Work to be completed
All of the data needs to be repeated exactly.

Listing
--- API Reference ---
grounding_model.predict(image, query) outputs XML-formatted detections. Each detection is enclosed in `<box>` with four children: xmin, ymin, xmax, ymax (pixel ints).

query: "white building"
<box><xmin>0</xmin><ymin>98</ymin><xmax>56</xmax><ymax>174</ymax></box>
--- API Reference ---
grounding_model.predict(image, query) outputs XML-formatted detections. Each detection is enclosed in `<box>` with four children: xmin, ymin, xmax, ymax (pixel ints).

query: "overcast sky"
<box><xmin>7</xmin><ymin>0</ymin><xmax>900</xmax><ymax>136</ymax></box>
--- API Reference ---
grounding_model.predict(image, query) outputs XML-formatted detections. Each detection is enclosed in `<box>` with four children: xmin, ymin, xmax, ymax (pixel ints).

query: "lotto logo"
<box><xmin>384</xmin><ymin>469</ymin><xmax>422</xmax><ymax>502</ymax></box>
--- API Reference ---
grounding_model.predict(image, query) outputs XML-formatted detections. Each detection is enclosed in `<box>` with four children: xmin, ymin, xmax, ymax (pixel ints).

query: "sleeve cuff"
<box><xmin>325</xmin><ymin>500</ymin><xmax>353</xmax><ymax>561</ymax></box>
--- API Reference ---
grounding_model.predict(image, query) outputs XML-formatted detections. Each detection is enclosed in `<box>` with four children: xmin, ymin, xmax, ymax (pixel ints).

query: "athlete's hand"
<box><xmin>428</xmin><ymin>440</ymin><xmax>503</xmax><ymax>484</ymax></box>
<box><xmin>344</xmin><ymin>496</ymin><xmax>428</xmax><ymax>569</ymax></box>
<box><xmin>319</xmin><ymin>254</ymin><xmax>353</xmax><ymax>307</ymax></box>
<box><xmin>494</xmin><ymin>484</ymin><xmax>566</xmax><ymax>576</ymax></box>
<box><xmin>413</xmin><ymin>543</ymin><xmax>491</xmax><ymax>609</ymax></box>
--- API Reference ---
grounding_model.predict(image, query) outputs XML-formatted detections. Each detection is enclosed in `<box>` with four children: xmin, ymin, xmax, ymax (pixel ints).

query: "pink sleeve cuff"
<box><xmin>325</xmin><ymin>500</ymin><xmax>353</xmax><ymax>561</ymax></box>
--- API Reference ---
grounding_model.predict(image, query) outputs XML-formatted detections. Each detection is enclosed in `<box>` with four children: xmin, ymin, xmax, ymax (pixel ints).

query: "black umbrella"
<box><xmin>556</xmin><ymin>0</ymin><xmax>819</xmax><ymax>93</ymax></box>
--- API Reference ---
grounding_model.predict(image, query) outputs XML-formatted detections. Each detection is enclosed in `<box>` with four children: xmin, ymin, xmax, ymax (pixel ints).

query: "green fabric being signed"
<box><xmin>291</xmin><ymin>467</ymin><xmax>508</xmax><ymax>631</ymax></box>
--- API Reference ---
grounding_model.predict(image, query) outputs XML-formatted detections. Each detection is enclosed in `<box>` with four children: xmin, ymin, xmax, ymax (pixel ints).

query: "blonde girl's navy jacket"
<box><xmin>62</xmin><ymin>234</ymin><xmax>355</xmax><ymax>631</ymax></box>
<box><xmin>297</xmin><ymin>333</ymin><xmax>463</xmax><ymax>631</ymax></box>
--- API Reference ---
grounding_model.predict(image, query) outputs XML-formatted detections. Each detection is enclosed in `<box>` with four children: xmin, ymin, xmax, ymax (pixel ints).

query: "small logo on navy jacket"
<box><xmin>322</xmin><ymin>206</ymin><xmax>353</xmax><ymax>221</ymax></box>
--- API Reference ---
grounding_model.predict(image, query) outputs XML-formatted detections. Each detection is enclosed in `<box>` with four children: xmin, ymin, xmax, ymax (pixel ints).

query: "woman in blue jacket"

Worked solution
--- API Reference ---
grounding_model.predict(image, query) outputs XML-formatted detections. Each detection is enclosed in `<box>` with four children: xmin, ymin, xmax, ymax (pixel ints).

query: "white building"
<box><xmin>0</xmin><ymin>98</ymin><xmax>56</xmax><ymax>174</ymax></box>
--- API Reference ---
grounding_model.predict(image, query) outputs XML-formatted detections. Each detection is enclosed in `<box>` with four children: xmin, ymin, xmax, ymax (pixel ints).

query: "overcast sky"
<box><xmin>7</xmin><ymin>0</ymin><xmax>900</xmax><ymax>136</ymax></box>
--- API Reference ---
grounding_model.predict(image, query) outputs XML-formatted detections. Each detection is enclosed in `<box>` with four children: xmin, ymin, xmax, ymax (pixel ints).

query: "lotto logo"
<box><xmin>384</xmin><ymin>469</ymin><xmax>422</xmax><ymax>502</ymax></box>
--- API Reference ---
grounding_model.predict(image, query) outputs XML-formatted detections. Each detection is enclosed in `<box>` with four children: xmin, ymin, xmax, ymax (pixel ints).

query: "sleeve cuff"
<box><xmin>325</xmin><ymin>500</ymin><xmax>353</xmax><ymax>561</ymax></box>
--- API Reference ---
grounding_model.predict(image, query) outputs XML-formatted detections. Each detection is enclosed in `<box>` with four children: xmin, ymin, xmax, ymax (pixel ints).

query: "athlete's hand"
<box><xmin>428</xmin><ymin>440</ymin><xmax>503</xmax><ymax>484</ymax></box>
<box><xmin>344</xmin><ymin>496</ymin><xmax>428</xmax><ymax>569</ymax></box>
<box><xmin>319</xmin><ymin>254</ymin><xmax>353</xmax><ymax>307</ymax></box>
<box><xmin>494</xmin><ymin>484</ymin><xmax>566</xmax><ymax>576</ymax></box>
<box><xmin>413</xmin><ymin>543</ymin><xmax>491</xmax><ymax>609</ymax></box>
--- API Reference ---
grounding_model.predict(image, query) outputs XML-formatted detections. Each detection is enclosed in `<box>` with four children: xmin, ymin, xmax, ymax (pixel ints).

query: "pink sleeve cuff"
<box><xmin>325</xmin><ymin>500</ymin><xmax>353</xmax><ymax>561</ymax></box>
--- API Reference ---
grounding_model.predict(image, query) outputs XML-formatted detections. Each detection is enclosed in `<box>` with four children: xmin, ymin, xmax, ymax (pixel ints).

query: "black umbrella"
<box><xmin>556</xmin><ymin>0</ymin><xmax>819</xmax><ymax>93</ymax></box>
--- API Reference ---
grounding_model.predict(image, query) outputs XML-formatted detections. Each detection is enclosed in `<box>` with four children: xmin, ymin, xmax, ymax (pixel ints).

query: "green fabric being signed"
<box><xmin>291</xmin><ymin>467</ymin><xmax>508</xmax><ymax>631</ymax></box>
--- API Reference ---
grounding_model.predict(image, query) outputs XML-formatted detections. Each detection is enclosed in `<box>` with four children: xmin, ymin, xmax, ymax (pixel ints).

query: "blonde girl's navy jacket"
<box><xmin>62</xmin><ymin>234</ymin><xmax>355</xmax><ymax>631</ymax></box>
<box><xmin>297</xmin><ymin>333</ymin><xmax>463</xmax><ymax>631</ymax></box>
--- API Reference ---
grounding_model.predict(image, query) outputs XML-formatted detections. Each detection is enclosed in `<box>` with four children: xmin, ymin, xmax, ymax (pixel ints).

query: "small logo on navy jacket"
<box><xmin>322</xmin><ymin>206</ymin><xmax>353</xmax><ymax>221</ymax></box>
--- API Reference ---
grounding_model.predict(image, query) outputs XML-formatted detections. Each detection is enclosed in `<box>` with four children: xmin, ymin, xmax, ymax (pixel ints).

query: "woman in blue jacket"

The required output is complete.